What to produce
Reproduce the text on Florida foreclosure paperwork problems word for word.

Text passage
◇ ◇ ◇ ◇ ◇

As Florida courts struggle to whittle down a backlog of property foreclosure cases, some judges and lawyers involved in the process say shoddy paperwork filed on behalf of lenders is handicapping the effort.

While there are ample anecdotal examples and the Florida Attorney General has launched an investigation to determine if some foreclosure documents were deliberately falsified or misrepresented (see AG looks into claims of fabricated document), there aren’t a lot of hard numbers yet on the size of the problem.

But the 12th Circuit compiled some numbers from three weeks of its “rocket docket” for foreclosures in Manatee and Sarasota counties and found that 20 percent or more of the cases set for summary judgment had some procedural or paperwork problems.

“What’s irritating to me is frankly that the impression is from the Legislature is that the courts are not processing these quickly. Well, the courts can only process them as people comply with the rules,” said 12th Circuit Chief Judge Lee Haworth.

And not only could the paperwork problems delay sorting out the state’s foreclosure mess, they could also give the courts future headaches if problems are found with foreclosures, even those that are uncontested.

Rotten Apples
Ft. Lauderdale attorney Roy Oppenheim said he’s got a client who bought a foreclosed house and then had a bank the client never heard of file a foreclosure suit, claiming it had an unpaid mortgage in the chain of title that was left out in the original foreclosure proceeding. Oppenheim blamed the rush to process foreclosures and faulty paperwork, and predicted there will be many more such cases. (His client has title insurance, and so those legal problems are being handled.)

“If you put one rotten apple in a barrel...they all rot,” he said. “The taint can expand beyond the cases that are bad. That’s just human nature.”

“It [faulty paperwork] appears quite often and we require that they correct the bad paperwork,” said Thomas Gallen, a senior judge who is handling foreclosure hearings in Manatee County, in the 12th Circuit. “If a motion to dismiss is filed and it’s brought to our attention, then we grant the motion and make them correct the deficiencies.”

◇ ◇ ◇ ◇ ◇

Data lines

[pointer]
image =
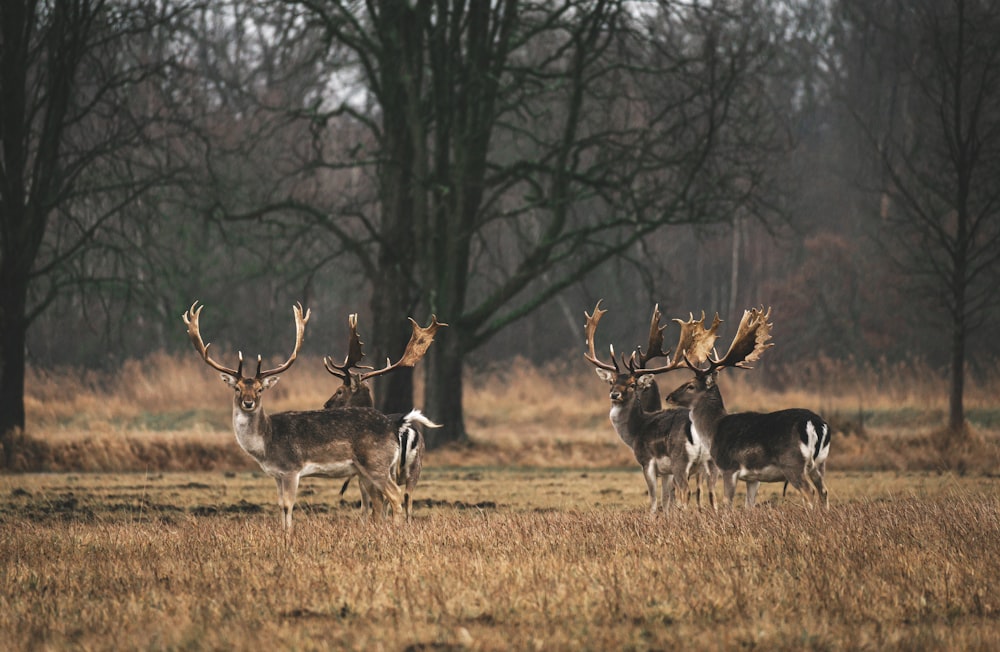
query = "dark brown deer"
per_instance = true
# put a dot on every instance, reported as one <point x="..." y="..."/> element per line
<point x="355" y="391"/>
<point x="291" y="445"/>
<point x="663" y="441"/>
<point x="784" y="446"/>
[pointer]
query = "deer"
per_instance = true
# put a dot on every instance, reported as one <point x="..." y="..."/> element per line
<point x="355" y="391"/>
<point x="291" y="445"/>
<point x="789" y="445"/>
<point x="663" y="442"/>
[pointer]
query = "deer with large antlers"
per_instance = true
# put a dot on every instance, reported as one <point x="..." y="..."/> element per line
<point x="663" y="441"/>
<point x="784" y="446"/>
<point x="355" y="391"/>
<point x="292" y="445"/>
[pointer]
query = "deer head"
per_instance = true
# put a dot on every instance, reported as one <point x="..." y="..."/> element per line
<point x="248" y="388"/>
<point x="355" y="390"/>
<point x="634" y="377"/>
<point x="750" y="341"/>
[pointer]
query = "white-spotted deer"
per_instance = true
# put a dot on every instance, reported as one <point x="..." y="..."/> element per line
<point x="292" y="445"/>
<point x="355" y="391"/>
<point x="663" y="441"/>
<point x="784" y="446"/>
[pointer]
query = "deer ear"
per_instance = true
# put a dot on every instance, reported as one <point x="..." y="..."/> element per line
<point x="605" y="375"/>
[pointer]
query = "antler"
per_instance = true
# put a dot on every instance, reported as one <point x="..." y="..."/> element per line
<point x="655" y="347"/>
<point x="590" y="328"/>
<point x="354" y="353"/>
<point x="300" y="331"/>
<point x="694" y="343"/>
<point x="194" y="332"/>
<point x="420" y="340"/>
<point x="750" y="341"/>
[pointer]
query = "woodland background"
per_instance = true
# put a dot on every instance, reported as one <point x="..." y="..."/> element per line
<point x="501" y="165"/>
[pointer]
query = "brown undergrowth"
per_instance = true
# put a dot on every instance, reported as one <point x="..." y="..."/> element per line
<point x="172" y="413"/>
<point x="551" y="560"/>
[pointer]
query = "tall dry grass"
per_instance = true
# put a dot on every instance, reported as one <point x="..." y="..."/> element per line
<point x="173" y="413"/>
<point x="99" y="563"/>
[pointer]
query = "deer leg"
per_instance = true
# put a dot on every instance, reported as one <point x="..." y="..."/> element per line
<point x="752" y="487"/>
<point x="729" y="487"/>
<point x="681" y="486"/>
<point x="649" y="475"/>
<point x="288" y="486"/>
<point x="668" y="496"/>
<point x="817" y="478"/>
<point x="711" y="476"/>
<point x="366" y="499"/>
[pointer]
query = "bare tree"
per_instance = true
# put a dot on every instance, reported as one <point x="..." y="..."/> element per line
<point x="76" y="151"/>
<point x="518" y="146"/>
<point x="922" y="81"/>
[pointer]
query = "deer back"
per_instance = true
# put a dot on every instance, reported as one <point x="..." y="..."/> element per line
<point x="754" y="440"/>
<point x="330" y="437"/>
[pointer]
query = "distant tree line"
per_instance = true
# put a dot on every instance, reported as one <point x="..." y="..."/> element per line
<point x="501" y="165"/>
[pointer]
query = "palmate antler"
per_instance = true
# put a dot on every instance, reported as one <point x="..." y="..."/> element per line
<point x="354" y="353"/>
<point x="194" y="333"/>
<point x="750" y="341"/>
<point x="419" y="342"/>
<point x="695" y="342"/>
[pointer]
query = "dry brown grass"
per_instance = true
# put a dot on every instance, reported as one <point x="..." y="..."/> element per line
<point x="172" y="413"/>
<point x="498" y="560"/>
<point x="535" y="536"/>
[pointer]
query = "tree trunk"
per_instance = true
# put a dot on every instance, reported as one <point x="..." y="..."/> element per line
<point x="443" y="391"/>
<point x="391" y="303"/>
<point x="956" y="407"/>
<point x="13" y="331"/>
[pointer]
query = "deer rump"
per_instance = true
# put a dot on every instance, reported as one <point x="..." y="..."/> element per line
<point x="767" y="447"/>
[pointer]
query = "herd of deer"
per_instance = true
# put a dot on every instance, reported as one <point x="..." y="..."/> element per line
<point x="698" y="439"/>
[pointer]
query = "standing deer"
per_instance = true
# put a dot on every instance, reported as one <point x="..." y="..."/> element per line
<point x="292" y="445"/>
<point x="355" y="391"/>
<point x="663" y="441"/>
<point x="785" y="446"/>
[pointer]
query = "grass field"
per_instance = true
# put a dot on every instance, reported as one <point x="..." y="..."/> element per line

◇ ◇ ◇ ◇ ◇

Solution below
As Florida courts struggle to whittle down a backlog of property foreclosure cases, some judges and lawyers involved in the process say shoddy paperwork filed on behalf of lenders is handicapping the effort.

While there are ample anecdotal examples and the Florida Attorney General has launched an investigation to determine if some foreclosure documents were deliberately falsified or misrepresented (see AG looks into claims of fabricated document), there aren’t a lot of hard numbers yet on the size of the problem.

But the 12th Circuit compiled some numbers from three weeks of its “rocket docket” for foreclosures in Manatee and Sarasota counties and found that 20 percent or more of the cases set for summary judgment had some procedural or paperwork problems.

“What’s irritating to me is frankly that the impression is from the Legislature is that the courts are not processing these quickly. Well, the courts can only process them as people comply with the rules,” said 12th Circuit Chief Judge Lee Haworth.

And not only could the paperwork problems delay sorting out the state’s foreclosure mess, they could also give the courts future headaches if problems are found with foreclosures, even those that are uncontested.

Rotten Apples
Ft. Lauderdale attorney Roy Oppenheim said he’s got a client who bought a foreclosed house and then had a bank the client never heard of file a foreclosure suit, claiming it had an unpaid mortgage in the chain of title that was left out in the original foreclosure proceeding. Oppenheim blamed the rush to process foreclosures and faulty paperwork, and predicted there will be many more such cases. (His client has title insurance, and so those legal problems are being handled.)

“If you put one rotten apple in a barrel...they all rot,” he said. “The taint can expand beyond the cases that are bad. That’s just human nature.”

“It [faulty paperwork] appears quite often and we require that they correct the bad paperwork,” said Thomas Gallen, a senior judge who is handling foreclosure hearings in Manatee County, in the 12th Circuit. “If a motion to dismiss is filed and it’s brought to our attention, then we grant the motion and make them correct the deficiencies.”